#### EXCERPT
-- BEGIN --
Our income from mining operations was $314 million, a significant increase from the same period last year, primarily driven by the higher gold price. This strong performance translated to adjusted earnings of $197 million or $0.82 per share and EBITDA of $319 million. Record free cash flow was generated in the second quarter of 2025 from strong gold sales and a strong gold price. We generated $255 million in net cash from operating activities and $236 million in free cash flow or $0.98 per share during the quarter compared to $112 million or $0.47 per share in the second quarter of 2024. We ended the quarter with a very strong cash position of $493 million, up from $349 million at the beginning of the year. We generated $449 million from operating activities paid out $280 million in dividends and reinvested $43 million back into the business in the first half of 2025.
With the continued positive outlook on gold prices, combined with our production and cost guidance, I'm very optimistic that we will continue to generate significant free cash flow. Our financial performance year-to-date has been exceptional, driven by our operational excellence as well as by the significant increase in the price of gold. However, it's important to note that this same increase to the gold price has also created upward pressure on our operating costs. Specifically, higher gold prices directly translate to increased expenses for both royalties and employee profit sharing. These costs directly impact our cash operating costs and our all-in sustaining costs. To put this into perspective, we've seen an impact of approximately $70 per ounce to our cash costs and all-in sustaining costs due to the higher gold price when compared to the $2,500 gold price that we use for our 2025 guidance.
-- END --
#### TASK DETAILS
Reproduce the mining earnings excerpt above word for word, in full.

#### DATASET SECTION
-- BEGIN --
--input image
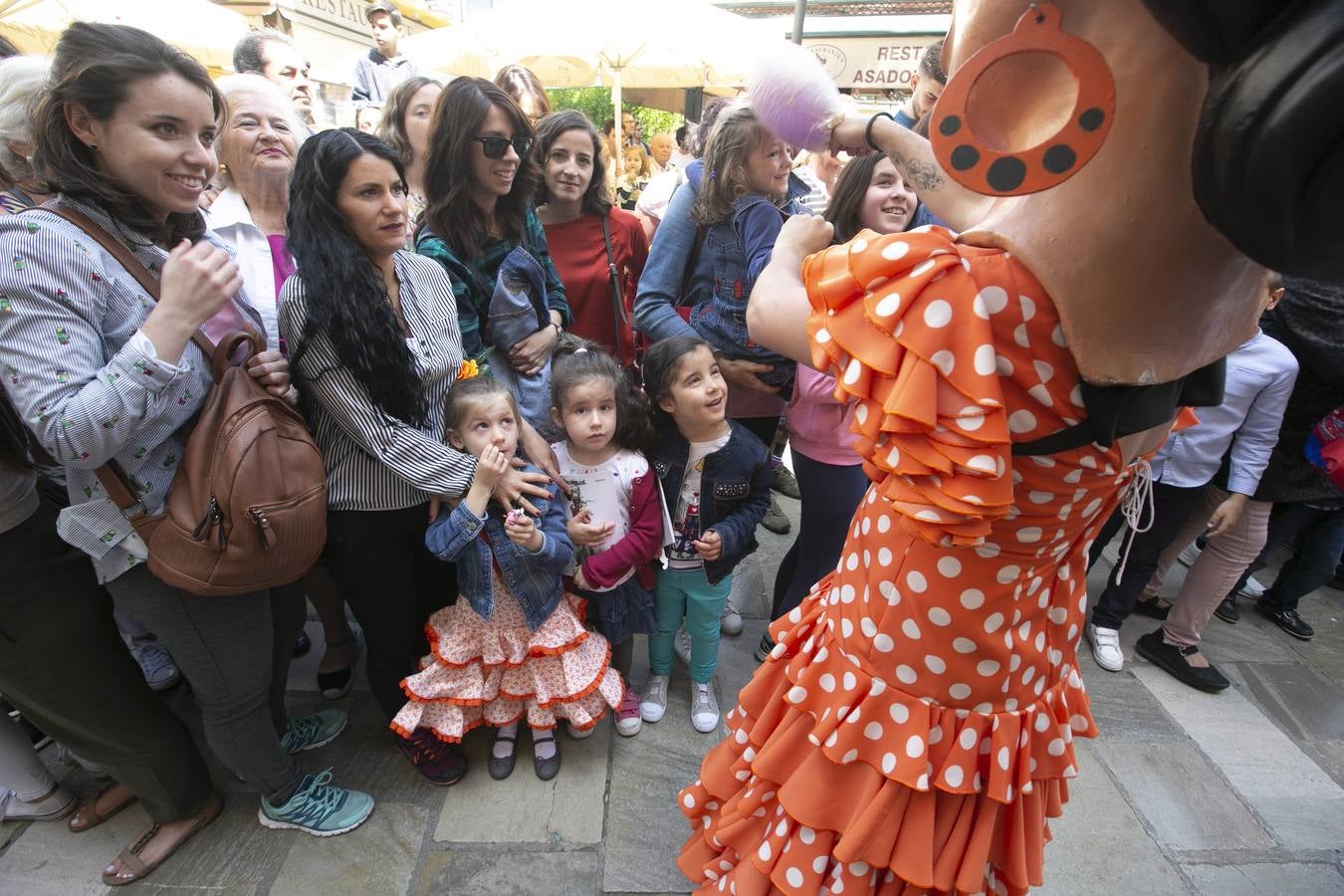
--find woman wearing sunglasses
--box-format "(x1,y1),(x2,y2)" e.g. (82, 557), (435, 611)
-- END --
#### EXERCISE RESULT
Our income from mining operations was $314 million, a significant increase from the same period last year, primarily driven by the higher gold price. This strong performance translated to adjusted earnings of $197 million or $0.82 per share and EBITDA of $319 million. Record free cash flow was generated in the second quarter of 2025 from strong gold sales and a strong gold price. We generated $255 million in net cash from operating activities and $236 million in free cash flow or $0.98 per share during the quarter compared to $112 million or $0.47 per share in the second quarter of 2024. We ended the quarter with a very strong cash position of $493 million, up from $349 million at the beginning of the year. We generated $449 million from operating activities paid out $280 million in dividends and reinvested $43 million back into the business in the first half of 2025.
With the continued positive outlook on gold prices, combined with our production and cost guidance, I'm very optimistic that we will continue to generate significant free cash flow. Our financial performance year-to-date has been exceptional, driven by our operational excellence as well as by the significant increase in the price of gold. However, it's important to note that this same increase to the gold price has also created upward pressure on our operating costs. Specifically, higher gold prices directly translate to increased expenses for both royalties and employee profit sharing. These costs directly impact our cash operating costs and our all-in sustaining costs. To put this into perspective, we've seen an impact of approximately $70 per ounce to our cash costs and all-in sustaining costs due to the higher gold price when compared to the $2,500 gold price that we use for our 2025 guidance.